> _Excerpt to read_
------------------------------------------------

The most devastating fire in Kern County history was caused by a private power line that wore down over time as it rubbed against a tree, Kern County Fire officials said Thursday.

The Erskine Fire, which destroyed more than 280 homes as it roared across nearly 50,000 acres, was ignited when the line exploded, Fire Chief Brian Marshall said. Specifically, the line suffered a “catastrophic electrical arc” that dropped molten material onto dry grass.

The six-month investigation has been turned over to the Bureau of Land Management, which will determine whether civil penalties and criminal charges will be sought.

Officials did not reveal the identity of the owner of the property on which the power line was on, nor did they say whether it was residential or commercial property. Marshall said the line went from one building to another.

However, attorneys with Clifford & Brown sent out a news release late Thursday afternoon stating the fire started on land owned by the Bureau of Land Management that contains an archery facility.

The facility, operated by Kern River Archers, is located at 3200 Range Road, according to the release, sent on behalf of Kern River Archers. That group leases the facility from the California Department of Fish and Wildlife, which in turn leases the land from BLM, according to the release.

“Our hearts go out to the people and families of the Kern River Valley who have been impacted by the Erskine Fire,” the release said. “The KRA has fully cooperated with the investigation by the Kern County Fire Department and will work with the BLM in its investigation regarding the Erskine Fire.”

Additionally, several attorneys outside the county sent a news release saying they are representing more than 200 people who suffered losses in the fire. The release said multiple claims have been filed against the California Department of Fish and Wildlife.

"We plan to hold those accountable for causing such grave and avoidable losses, and will thoughtfully and aggressively pursue the rights of our clients," Christopher C. Sieglock, founder of the Law Offices of Christopher C. Sieglock, said in the release.

------------------------------------------------

> _Entries_
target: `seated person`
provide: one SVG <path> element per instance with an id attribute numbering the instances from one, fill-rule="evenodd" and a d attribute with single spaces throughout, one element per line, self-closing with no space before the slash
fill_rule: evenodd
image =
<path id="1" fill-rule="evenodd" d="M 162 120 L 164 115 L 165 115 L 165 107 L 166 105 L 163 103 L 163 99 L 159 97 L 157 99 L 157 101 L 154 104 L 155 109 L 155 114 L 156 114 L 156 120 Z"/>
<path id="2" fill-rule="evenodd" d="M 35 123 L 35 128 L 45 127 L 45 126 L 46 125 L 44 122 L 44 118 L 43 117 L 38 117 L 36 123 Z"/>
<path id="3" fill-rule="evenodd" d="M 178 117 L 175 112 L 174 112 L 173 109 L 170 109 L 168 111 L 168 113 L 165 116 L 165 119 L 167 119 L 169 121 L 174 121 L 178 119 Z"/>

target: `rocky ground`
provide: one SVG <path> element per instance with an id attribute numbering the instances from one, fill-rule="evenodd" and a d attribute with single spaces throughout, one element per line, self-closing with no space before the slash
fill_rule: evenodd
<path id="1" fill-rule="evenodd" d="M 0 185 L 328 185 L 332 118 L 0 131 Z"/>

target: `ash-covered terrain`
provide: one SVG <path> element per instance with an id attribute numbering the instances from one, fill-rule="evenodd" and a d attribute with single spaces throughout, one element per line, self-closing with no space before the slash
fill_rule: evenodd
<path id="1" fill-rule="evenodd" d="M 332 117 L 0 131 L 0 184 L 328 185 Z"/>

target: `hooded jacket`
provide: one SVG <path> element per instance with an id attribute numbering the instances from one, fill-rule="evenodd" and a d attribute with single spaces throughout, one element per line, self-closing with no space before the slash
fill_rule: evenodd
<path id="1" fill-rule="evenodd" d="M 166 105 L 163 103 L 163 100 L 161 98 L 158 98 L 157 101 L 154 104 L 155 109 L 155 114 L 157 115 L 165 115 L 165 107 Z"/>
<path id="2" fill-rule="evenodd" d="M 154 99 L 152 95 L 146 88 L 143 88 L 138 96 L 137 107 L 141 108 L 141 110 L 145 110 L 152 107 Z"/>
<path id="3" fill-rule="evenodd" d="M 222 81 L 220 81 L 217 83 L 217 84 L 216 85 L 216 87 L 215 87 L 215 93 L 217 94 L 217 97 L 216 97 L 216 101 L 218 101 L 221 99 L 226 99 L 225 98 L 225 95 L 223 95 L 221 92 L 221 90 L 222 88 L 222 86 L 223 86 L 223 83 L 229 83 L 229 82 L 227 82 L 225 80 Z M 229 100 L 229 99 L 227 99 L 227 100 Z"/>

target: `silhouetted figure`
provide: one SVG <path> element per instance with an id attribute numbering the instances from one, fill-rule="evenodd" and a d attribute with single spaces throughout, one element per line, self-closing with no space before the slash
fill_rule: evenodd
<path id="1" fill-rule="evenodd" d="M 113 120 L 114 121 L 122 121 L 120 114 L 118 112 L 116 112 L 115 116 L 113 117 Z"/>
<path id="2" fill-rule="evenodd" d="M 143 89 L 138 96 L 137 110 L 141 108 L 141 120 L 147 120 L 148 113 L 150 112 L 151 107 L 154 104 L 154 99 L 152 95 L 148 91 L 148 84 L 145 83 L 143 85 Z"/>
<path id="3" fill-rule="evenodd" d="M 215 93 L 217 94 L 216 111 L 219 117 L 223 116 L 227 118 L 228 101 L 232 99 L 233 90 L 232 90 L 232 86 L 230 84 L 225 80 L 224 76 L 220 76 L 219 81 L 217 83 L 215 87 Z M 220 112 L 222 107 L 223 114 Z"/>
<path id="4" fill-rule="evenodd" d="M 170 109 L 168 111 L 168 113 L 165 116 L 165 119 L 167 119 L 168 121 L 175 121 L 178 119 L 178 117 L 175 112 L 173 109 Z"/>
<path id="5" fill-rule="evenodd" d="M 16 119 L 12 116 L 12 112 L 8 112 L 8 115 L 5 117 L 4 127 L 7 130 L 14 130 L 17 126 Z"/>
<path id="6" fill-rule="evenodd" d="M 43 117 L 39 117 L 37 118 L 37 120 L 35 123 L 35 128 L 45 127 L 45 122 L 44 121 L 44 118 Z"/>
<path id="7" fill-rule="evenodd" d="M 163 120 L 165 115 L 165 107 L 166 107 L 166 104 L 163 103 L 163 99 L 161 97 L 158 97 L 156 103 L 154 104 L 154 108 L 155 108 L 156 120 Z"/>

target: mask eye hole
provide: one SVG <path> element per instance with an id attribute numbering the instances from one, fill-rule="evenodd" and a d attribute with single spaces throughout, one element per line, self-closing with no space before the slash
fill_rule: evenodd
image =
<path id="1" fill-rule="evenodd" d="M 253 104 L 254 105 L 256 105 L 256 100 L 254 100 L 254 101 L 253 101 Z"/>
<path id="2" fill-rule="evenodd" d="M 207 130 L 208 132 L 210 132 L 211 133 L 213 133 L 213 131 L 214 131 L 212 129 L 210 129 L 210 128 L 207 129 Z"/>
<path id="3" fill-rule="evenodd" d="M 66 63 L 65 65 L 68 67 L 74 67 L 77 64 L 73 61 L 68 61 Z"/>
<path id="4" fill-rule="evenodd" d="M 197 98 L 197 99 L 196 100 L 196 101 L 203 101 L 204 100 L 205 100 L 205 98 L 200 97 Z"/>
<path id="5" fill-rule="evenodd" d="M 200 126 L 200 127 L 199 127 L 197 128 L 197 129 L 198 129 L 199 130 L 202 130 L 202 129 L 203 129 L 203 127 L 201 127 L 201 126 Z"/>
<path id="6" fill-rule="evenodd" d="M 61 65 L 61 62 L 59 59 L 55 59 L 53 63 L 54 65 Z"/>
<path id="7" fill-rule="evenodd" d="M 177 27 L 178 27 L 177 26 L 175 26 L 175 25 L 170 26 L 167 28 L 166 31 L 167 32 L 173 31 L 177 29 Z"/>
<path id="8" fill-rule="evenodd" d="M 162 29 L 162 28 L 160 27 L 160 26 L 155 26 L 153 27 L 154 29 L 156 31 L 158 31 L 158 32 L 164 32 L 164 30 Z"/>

------------------------------------------------

> _What you need to do_
A. Answer these questions using the article on the Erskine Fire.
(i) Which agency will decide whether civil penalties and criminal charges will be sought?
(ii) At what address is the archery facility located, according to the release?
(iii) How many people do the attorneys outside the county say they represent?
B. For each statement, say whether it agrees with the article on the Erskine Fire, and quote the words that decide it.
(i) The Erskine Fire destroyed more than 280 homes.
(ii) Officials named the owner of the property where the power line was.
(iii) Kern River Archers leases the facility directly from the Bureau of Land Management.
C. Translate this sentence from the article on the Erskine Fire into Spanish: "Marshall said the line went from one building to another."

> _Answers given_
A.
(i) The Bureau of Land Management
(ii) 3200 Range Road
(iii) More than 200 people who suffered losses in the fire

B.
(i) Yes: "The Erskine Fire, which destroyed more than 280 homes as it roared across nearly 50,000 acres"
(ii) No: "Officials did not reveal the identity of the owner of the property on which the power line was on"
(iii) No: "That group leases the facility from the California Department of Fish and Wildlife, which in turn leases the land from BLM"

C. Marshall dijo que la línea iba de un edificio a otro.